**CONSIGNE**
Filtre les lignes ci-dessous pour ne garder que celles où figure le mot « building », puis recopie-les.

**LISTE DES DONNÉES**
# # # #

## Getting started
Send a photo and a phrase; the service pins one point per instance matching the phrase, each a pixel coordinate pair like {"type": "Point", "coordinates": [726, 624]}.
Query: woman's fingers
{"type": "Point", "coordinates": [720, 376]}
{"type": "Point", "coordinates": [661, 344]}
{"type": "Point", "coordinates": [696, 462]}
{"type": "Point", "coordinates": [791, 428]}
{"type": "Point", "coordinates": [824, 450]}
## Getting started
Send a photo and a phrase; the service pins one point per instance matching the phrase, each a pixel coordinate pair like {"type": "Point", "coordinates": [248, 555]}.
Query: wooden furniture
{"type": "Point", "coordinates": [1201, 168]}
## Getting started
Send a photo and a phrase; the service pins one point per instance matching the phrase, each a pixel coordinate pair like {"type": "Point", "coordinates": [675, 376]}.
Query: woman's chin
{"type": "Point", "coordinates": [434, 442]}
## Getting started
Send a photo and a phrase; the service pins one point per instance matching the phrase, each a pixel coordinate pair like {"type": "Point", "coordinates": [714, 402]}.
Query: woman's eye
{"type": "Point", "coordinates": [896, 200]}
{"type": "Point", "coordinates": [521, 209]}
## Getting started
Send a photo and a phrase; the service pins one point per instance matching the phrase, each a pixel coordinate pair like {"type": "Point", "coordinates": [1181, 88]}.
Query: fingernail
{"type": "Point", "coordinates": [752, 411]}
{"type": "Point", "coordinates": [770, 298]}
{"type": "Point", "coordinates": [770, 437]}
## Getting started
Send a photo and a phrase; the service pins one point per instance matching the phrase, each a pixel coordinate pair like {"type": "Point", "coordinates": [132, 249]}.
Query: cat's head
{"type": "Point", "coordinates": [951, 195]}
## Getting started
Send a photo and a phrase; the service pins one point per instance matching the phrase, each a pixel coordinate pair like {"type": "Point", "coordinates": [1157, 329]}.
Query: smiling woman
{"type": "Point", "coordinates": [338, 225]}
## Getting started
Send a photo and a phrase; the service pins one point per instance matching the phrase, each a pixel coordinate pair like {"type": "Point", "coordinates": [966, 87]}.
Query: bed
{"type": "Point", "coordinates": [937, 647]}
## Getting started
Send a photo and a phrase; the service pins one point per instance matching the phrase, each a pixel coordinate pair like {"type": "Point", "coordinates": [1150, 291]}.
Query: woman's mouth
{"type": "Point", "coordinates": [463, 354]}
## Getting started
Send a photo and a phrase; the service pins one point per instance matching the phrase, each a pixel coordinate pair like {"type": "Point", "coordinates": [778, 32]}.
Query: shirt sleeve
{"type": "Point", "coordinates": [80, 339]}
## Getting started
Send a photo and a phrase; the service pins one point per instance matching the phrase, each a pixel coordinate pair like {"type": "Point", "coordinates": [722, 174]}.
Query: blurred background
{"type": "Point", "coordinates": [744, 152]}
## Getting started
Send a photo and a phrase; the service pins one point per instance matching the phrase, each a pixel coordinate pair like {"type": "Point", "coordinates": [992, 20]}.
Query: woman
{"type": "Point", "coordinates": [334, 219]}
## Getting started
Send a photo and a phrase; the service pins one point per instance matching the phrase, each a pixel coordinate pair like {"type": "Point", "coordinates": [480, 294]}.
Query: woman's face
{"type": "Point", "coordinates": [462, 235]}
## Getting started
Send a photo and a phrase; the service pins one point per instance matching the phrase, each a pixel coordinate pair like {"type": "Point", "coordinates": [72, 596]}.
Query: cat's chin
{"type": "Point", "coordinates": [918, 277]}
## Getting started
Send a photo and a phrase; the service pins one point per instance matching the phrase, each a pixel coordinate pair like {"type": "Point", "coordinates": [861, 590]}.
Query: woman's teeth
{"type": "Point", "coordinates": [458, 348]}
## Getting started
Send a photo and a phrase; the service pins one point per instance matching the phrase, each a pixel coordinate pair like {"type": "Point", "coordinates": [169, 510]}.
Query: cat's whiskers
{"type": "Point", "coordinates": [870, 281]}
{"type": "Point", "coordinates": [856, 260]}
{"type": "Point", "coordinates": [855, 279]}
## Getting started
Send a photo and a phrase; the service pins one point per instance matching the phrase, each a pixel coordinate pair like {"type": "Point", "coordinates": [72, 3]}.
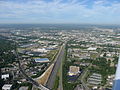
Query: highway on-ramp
{"type": "Point", "coordinates": [57, 63]}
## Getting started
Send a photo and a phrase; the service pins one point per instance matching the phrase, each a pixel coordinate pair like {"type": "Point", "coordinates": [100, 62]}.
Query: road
{"type": "Point", "coordinates": [41, 87]}
{"type": "Point", "coordinates": [57, 63]}
{"type": "Point", "coordinates": [83, 77]}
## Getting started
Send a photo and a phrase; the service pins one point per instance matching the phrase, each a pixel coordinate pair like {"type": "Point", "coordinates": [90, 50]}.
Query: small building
{"type": "Point", "coordinates": [95, 79]}
{"type": "Point", "coordinates": [7, 87]}
{"type": "Point", "coordinates": [41, 60]}
{"type": "Point", "coordinates": [23, 88]}
{"type": "Point", "coordinates": [5, 76]}
{"type": "Point", "coordinates": [92, 48]}
{"type": "Point", "coordinates": [73, 70]}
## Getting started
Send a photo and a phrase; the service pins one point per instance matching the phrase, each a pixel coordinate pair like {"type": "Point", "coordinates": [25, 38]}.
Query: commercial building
{"type": "Point", "coordinates": [73, 70]}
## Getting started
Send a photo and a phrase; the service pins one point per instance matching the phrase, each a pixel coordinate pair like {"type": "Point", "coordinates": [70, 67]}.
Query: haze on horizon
{"type": "Point", "coordinates": [60, 11]}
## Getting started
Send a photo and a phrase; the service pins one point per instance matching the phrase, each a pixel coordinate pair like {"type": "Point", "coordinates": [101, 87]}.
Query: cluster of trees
{"type": "Point", "coordinates": [103, 68]}
{"type": "Point", "coordinates": [6, 54]}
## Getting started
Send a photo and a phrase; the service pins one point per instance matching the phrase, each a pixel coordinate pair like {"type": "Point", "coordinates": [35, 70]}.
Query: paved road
{"type": "Point", "coordinates": [57, 63]}
{"type": "Point", "coordinates": [27, 77]}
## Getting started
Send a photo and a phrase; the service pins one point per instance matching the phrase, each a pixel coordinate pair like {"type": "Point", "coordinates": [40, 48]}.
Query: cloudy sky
{"type": "Point", "coordinates": [60, 11]}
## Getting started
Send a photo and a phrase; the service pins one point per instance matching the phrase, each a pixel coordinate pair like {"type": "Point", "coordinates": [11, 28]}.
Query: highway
{"type": "Point", "coordinates": [57, 63]}
{"type": "Point", "coordinates": [41, 87]}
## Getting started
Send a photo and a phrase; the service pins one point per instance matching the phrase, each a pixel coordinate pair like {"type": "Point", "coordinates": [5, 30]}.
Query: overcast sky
{"type": "Point", "coordinates": [60, 11]}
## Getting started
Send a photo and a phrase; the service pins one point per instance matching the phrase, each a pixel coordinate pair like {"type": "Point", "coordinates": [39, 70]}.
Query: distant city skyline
{"type": "Point", "coordinates": [60, 11]}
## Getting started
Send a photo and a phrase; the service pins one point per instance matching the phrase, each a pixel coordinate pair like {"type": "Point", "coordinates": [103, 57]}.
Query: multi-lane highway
{"type": "Point", "coordinates": [57, 63]}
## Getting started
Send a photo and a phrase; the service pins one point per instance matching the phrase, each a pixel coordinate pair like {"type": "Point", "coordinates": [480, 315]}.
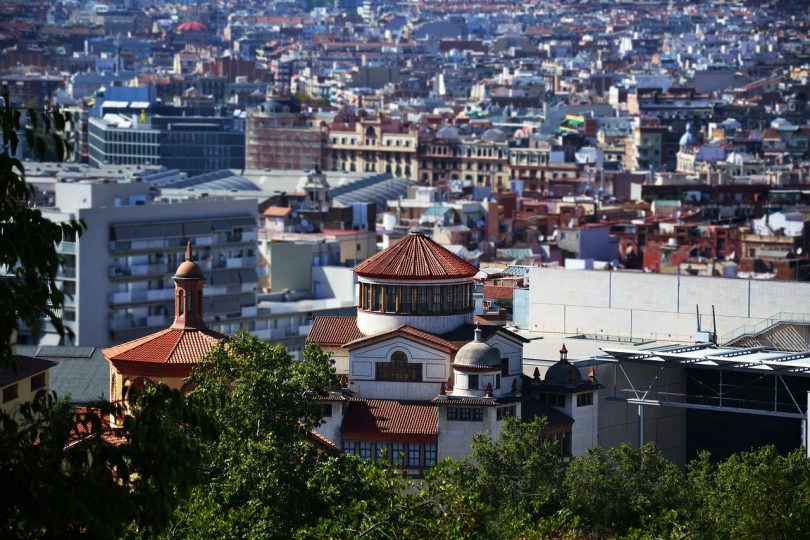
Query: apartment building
{"type": "Point", "coordinates": [374, 144]}
{"type": "Point", "coordinates": [116, 272]}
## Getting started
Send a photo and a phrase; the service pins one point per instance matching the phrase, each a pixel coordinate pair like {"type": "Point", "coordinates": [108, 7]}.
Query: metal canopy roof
{"type": "Point", "coordinates": [708, 355]}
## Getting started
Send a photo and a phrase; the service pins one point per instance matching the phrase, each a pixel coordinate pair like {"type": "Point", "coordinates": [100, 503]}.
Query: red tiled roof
{"type": "Point", "coordinates": [320, 441]}
{"type": "Point", "coordinates": [406, 330]}
{"type": "Point", "coordinates": [415, 257]}
{"type": "Point", "coordinates": [384, 420]}
{"type": "Point", "coordinates": [168, 346]}
{"type": "Point", "coordinates": [498, 292]}
{"type": "Point", "coordinates": [334, 331]}
{"type": "Point", "coordinates": [82, 429]}
{"type": "Point", "coordinates": [277, 211]}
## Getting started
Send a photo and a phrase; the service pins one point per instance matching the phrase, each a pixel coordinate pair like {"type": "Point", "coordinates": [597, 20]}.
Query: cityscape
{"type": "Point", "coordinates": [400, 269]}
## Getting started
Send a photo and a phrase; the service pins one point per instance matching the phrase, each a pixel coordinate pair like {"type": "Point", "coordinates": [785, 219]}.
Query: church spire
{"type": "Point", "coordinates": [188, 285]}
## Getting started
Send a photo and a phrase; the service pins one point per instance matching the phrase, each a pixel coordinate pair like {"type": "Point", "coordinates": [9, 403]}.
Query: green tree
{"type": "Point", "coordinates": [261, 475]}
{"type": "Point", "coordinates": [615, 489]}
{"type": "Point", "coordinates": [60, 475]}
{"type": "Point", "coordinates": [756, 494]}
{"type": "Point", "coordinates": [69, 479]}
{"type": "Point", "coordinates": [392, 505]}
{"type": "Point", "coordinates": [29, 262]}
{"type": "Point", "coordinates": [520, 471]}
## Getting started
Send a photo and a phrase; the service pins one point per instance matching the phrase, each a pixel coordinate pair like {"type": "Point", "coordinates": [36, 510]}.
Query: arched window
{"type": "Point", "coordinates": [399, 369]}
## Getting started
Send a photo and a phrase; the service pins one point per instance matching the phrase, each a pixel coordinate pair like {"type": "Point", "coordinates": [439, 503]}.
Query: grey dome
{"type": "Point", "coordinates": [478, 354]}
{"type": "Point", "coordinates": [447, 132]}
{"type": "Point", "coordinates": [563, 373]}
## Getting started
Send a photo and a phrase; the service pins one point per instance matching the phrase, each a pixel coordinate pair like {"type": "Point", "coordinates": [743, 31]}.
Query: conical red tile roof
{"type": "Point", "coordinates": [415, 257]}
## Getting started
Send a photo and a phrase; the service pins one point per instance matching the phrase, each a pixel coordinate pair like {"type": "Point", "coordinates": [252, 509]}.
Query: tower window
{"type": "Point", "coordinates": [399, 369]}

# # # #

**RÉSULTAT**
Query: small building
Query: commercial building
Query: apartment building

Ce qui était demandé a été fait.